- _REQUIRED WORK_
1) List every dollar amount or interest rate that the court opinion states, and note what each refers to.
2) Answer these questions from the court opinion:
(a) What did the appellee bring the proceeding to set aside?
(b) What two facts did the guardian allegedly conceal from the court in his reports?
(c) Which two cases are cited for the rule that a complaint good in part will repel a demurrer?
3) Please continue the court opinion from its final sentence.

The appellee instituted this proceeding to set aside current and final reports made by appellant as his guardian.
As grounds for the relief sought the complaint alleges that the appellant charged the appellee for board the sum of $566 although he, the appellee, was then living with the former as a member of his family and was so regarded and treated; that the appellee was capable of earning money by labor; that he did labor for the appellant at his request, and that the labor performed for him was of the reasonable value of ten dollars per month; that in his reports the guardian concealed from the court the fact that the ward was living with him as a member of his family, and that he had labored for him. It is further charged that the guardian received divers .sums of money (the dates and amounts are fully stated); that he could have loaned the money at ten per centum interest; that he did, in fact, mix some of the ward’s money with his own, lend it and neglect to account for the interest received.
A complaint is sufficient if it contain facts constituting a cause of action and entitling the plaintiff to some relief, although some of the facts stated may not be sufficient in *552themselves, and the entire relief prayed may not be proper. In other words if a complaint is good in part and is sufficient to entitle the plaintiff to some relief, it will repel a demurrer. Teal v. Spangler, 72 Ind. 380; Bayless v. Glenn, 72 Ind. 5. If it were conceded that some parts of a complaint are insufficient it will not avail an appellant if facts enough can be extracted from it to entitle the appellee to some relief.

- _STORED RECORDS_
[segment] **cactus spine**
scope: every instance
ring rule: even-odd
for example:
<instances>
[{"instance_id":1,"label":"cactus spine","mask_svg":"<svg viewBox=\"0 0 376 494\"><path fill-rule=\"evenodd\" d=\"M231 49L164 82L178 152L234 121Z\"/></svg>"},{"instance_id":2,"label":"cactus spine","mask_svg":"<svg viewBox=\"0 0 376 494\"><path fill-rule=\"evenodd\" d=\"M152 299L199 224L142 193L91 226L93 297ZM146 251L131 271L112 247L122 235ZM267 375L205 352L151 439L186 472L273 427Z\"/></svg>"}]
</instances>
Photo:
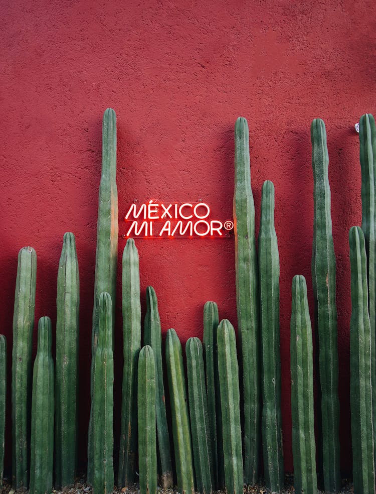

- _RESULTS OF THE EXERCISE_
1)
- $566: the sum the appellant charged the appellee for board
- Ten dollars per month: the alleged reasonable value of the labor the appellee performed for the appellant
- Ten per centum: the interest rate at which the appellant allegedly could have loaned the ward's money

2)
(a) The current and final reports that the appellant made as his guardian.
(b) That the ward was living with him as a member of his family, and that the ward had labored for him.
(c) Teal v. Spangler, 72 Ind. 380, and Bayless v. Glenn, 72 Ind. 5.

3)
We have no doubt as to the sufficiency of the complaint before us. If, as the appellee affirms and the demurrer concedes, the ward was a member of his guardian’s family and was so received and treated, the latter had no right to charge him for board. The general rule is that a guardian can not exact money for the board of a ward whom he makes one of his family. Myers v. State, ex rel., 45 Ind. 160; State, ex rel., v. Glarh, 16 Ind. 97. The general rule is as we have stated, but like most general rules there are exceptions. Where the guardian has no estate and is unable to maintain his ward, and the latter is possessed of an adequate estate and unable to earn his own support, then the guardian may charge for his support. Corbaley v. State, ex rel. Holmes, 81 Ind. 62. The present, as the complaint affirmatively shows, is not such a case. It is very fully shown that the guardian was possessed of a large estate, the ward of a very small one, and that he was capable of earning his own support by his labor. Where the ward is received as a member of the guardian’s family, there is no implied obligation to pay for board furnished, and on the' other hand no obligation to pay for services rendered. Clark v. Casler, 1 Ind. 243; Resor v. Johnson, 1 Ind. 100; Webster v. Wadsworth, 44 Ind. 283; Brown v. Yaryan, 74 Ind. 305. Within that rule this case falls.
It is the duty of a guardian to keep his ward employed, when he is of suitable age and capacity, in order that he may earn his support and not exhaust his estate in his maintenance. Brown v. Yaryan, supra; Clark v. Clark, 8 Paige, 152 (35 Am. Dec. 676).
It was certainly a gross breach of duty in the appellant to-*553appropriate the services of his ward and still hold him accountable for board furnished. In reporting himself entitled to compensation, and concealing the fact that his ward was not only capable of supporting himself, but was in fact rendering services of great value, the guardian committed a wrong which fully justified the ward in invoking the assistance of the court.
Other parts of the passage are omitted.